Stored dataset items:
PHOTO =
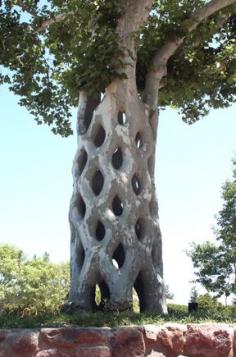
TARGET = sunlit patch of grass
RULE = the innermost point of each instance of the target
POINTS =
(177, 313)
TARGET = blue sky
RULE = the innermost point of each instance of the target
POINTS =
(36, 184)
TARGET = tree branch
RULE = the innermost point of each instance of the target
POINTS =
(158, 68)
(52, 20)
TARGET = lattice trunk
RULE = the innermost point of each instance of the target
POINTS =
(116, 240)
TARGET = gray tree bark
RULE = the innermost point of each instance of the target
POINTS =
(113, 211)
(115, 235)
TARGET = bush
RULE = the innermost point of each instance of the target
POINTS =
(31, 287)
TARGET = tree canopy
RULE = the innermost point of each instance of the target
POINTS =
(215, 264)
(51, 50)
(31, 286)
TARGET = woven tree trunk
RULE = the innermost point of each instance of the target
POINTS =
(116, 240)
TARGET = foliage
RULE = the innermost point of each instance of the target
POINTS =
(215, 264)
(177, 313)
(208, 303)
(47, 66)
(193, 294)
(31, 287)
(168, 294)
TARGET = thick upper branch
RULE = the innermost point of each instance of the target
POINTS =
(158, 65)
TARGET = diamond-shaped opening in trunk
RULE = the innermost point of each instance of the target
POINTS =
(117, 158)
(82, 160)
(99, 137)
(118, 257)
(97, 182)
(117, 206)
(122, 118)
(138, 140)
(100, 231)
(140, 228)
(136, 184)
(81, 206)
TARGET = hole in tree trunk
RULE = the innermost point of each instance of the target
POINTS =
(117, 206)
(80, 255)
(82, 161)
(135, 298)
(136, 184)
(102, 295)
(118, 257)
(152, 207)
(122, 118)
(150, 165)
(81, 206)
(139, 287)
(97, 182)
(140, 228)
(100, 231)
(138, 141)
(99, 137)
(117, 159)
(84, 122)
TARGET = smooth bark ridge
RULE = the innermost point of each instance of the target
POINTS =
(116, 240)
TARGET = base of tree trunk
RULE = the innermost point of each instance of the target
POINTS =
(116, 241)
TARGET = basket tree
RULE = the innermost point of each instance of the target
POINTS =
(137, 55)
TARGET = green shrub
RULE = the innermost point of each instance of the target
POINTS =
(31, 287)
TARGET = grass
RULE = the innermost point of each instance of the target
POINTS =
(177, 313)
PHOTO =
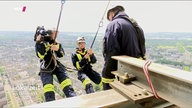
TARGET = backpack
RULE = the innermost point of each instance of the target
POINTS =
(140, 36)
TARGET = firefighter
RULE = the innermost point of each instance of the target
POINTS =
(49, 65)
(120, 39)
(82, 60)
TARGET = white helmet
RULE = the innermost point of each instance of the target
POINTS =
(80, 39)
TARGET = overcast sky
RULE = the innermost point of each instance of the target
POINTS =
(84, 16)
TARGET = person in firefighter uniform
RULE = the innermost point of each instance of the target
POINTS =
(48, 51)
(82, 60)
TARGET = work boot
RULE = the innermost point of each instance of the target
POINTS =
(49, 96)
(89, 88)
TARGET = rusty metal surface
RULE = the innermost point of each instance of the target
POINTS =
(171, 84)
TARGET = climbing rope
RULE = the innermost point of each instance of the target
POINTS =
(100, 25)
(145, 69)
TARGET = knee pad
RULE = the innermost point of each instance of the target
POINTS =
(49, 96)
(69, 91)
(89, 88)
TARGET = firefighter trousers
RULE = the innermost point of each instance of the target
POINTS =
(86, 77)
(63, 79)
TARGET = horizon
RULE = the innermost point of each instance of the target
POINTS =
(84, 16)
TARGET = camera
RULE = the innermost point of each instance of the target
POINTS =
(45, 34)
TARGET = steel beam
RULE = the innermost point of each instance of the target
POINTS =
(171, 84)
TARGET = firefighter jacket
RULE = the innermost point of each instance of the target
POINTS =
(120, 38)
(48, 61)
(81, 63)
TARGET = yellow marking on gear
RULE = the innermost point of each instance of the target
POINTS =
(89, 59)
(78, 66)
(86, 81)
(101, 85)
(40, 56)
(107, 80)
(65, 83)
(82, 53)
(48, 88)
(79, 56)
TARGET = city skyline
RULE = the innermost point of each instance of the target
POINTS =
(84, 16)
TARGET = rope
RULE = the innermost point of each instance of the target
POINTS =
(62, 2)
(100, 24)
(145, 69)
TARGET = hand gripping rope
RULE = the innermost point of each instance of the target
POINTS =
(145, 69)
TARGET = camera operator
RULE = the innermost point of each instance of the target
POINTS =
(48, 51)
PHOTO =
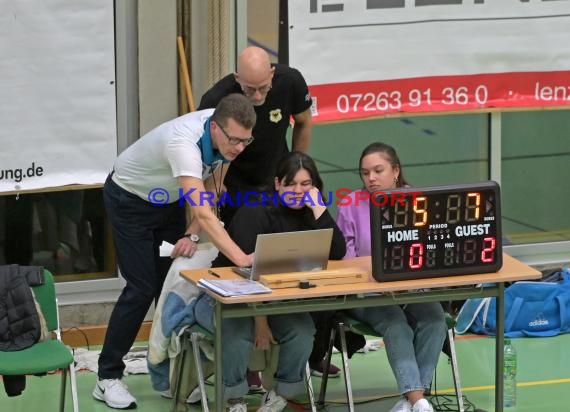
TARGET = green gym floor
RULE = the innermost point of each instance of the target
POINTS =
(543, 381)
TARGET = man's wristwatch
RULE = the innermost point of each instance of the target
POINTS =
(193, 237)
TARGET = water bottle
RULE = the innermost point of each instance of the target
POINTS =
(509, 375)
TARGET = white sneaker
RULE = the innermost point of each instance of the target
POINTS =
(422, 405)
(271, 402)
(194, 397)
(402, 406)
(114, 393)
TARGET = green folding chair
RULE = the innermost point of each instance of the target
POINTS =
(48, 355)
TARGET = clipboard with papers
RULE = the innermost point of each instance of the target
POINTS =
(233, 287)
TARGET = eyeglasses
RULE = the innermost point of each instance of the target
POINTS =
(234, 141)
(250, 91)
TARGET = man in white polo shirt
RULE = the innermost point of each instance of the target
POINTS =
(145, 195)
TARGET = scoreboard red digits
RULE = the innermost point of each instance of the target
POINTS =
(436, 231)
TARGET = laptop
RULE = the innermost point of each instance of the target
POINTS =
(301, 251)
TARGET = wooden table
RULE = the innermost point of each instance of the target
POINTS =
(366, 294)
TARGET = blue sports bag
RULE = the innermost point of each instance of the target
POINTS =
(531, 309)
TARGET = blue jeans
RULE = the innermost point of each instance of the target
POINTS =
(413, 337)
(293, 332)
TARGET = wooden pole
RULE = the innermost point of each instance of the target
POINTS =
(185, 74)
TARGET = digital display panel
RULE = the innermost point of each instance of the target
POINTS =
(436, 231)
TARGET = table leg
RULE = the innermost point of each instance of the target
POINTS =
(499, 347)
(219, 388)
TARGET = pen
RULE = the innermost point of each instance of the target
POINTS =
(211, 272)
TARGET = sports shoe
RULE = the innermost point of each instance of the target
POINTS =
(237, 405)
(318, 369)
(194, 397)
(271, 402)
(402, 406)
(254, 381)
(422, 406)
(114, 393)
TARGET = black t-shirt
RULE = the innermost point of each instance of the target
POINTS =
(254, 168)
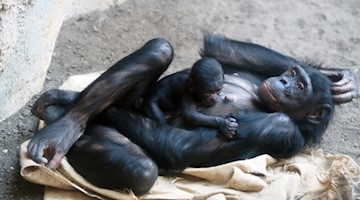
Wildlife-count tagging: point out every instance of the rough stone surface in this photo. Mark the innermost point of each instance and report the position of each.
(28, 31)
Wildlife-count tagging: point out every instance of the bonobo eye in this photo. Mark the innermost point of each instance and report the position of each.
(292, 73)
(217, 91)
(300, 86)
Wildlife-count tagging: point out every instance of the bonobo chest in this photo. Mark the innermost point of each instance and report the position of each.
(238, 95)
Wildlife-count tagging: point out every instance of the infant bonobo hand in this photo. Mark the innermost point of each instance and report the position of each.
(227, 126)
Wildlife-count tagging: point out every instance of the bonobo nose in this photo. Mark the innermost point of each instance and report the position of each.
(284, 80)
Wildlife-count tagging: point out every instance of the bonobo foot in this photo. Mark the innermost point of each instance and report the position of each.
(53, 104)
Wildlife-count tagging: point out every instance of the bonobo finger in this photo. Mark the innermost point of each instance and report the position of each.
(35, 152)
(55, 161)
(342, 89)
(346, 78)
(344, 98)
(232, 119)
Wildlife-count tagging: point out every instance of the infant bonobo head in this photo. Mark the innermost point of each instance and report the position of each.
(206, 80)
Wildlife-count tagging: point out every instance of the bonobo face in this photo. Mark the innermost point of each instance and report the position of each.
(288, 93)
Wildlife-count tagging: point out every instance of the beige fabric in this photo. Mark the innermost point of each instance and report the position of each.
(311, 175)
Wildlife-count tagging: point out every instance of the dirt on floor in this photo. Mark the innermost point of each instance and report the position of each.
(325, 31)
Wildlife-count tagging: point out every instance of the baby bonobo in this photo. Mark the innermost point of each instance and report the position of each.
(185, 90)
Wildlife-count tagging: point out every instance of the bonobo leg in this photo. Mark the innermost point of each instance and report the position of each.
(53, 104)
(109, 160)
(122, 83)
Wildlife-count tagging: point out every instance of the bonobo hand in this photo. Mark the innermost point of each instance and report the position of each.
(57, 138)
(227, 126)
(344, 88)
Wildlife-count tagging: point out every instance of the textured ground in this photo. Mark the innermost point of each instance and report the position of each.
(323, 30)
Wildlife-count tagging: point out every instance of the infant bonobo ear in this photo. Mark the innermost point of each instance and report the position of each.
(321, 111)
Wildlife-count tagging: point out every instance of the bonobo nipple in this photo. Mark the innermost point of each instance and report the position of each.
(229, 98)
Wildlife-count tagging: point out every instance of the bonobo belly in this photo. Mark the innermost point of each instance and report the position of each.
(238, 95)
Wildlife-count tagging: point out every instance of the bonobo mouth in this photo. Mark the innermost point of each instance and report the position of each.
(265, 93)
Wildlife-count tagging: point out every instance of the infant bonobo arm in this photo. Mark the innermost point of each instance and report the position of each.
(124, 82)
(190, 115)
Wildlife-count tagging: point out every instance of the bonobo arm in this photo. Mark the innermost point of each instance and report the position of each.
(153, 111)
(124, 82)
(235, 55)
(274, 134)
(190, 115)
(246, 56)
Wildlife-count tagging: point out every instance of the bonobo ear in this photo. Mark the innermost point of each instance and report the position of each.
(321, 111)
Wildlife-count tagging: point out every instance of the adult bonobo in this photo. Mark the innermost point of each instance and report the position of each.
(116, 147)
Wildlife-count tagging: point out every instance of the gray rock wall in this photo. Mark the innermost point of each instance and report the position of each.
(28, 31)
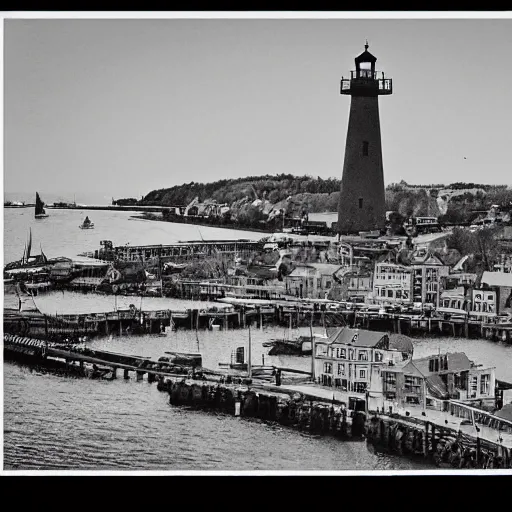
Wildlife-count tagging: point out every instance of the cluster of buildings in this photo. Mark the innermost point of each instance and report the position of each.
(381, 367)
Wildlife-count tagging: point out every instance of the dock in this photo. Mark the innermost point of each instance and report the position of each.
(459, 436)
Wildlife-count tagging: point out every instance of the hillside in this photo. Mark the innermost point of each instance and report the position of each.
(257, 199)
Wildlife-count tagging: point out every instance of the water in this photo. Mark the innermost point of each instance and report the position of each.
(54, 422)
(59, 234)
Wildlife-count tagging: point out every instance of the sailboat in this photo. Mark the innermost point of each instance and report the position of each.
(87, 224)
(27, 260)
(40, 212)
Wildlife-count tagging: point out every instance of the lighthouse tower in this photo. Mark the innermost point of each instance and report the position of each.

Task requirements:
Among the lines above, find those carrying the word "white" and copy them out.

Exercise solution:
TARGET = white helmet
TARGET = white sneaker
TARGET = man in white polo shirt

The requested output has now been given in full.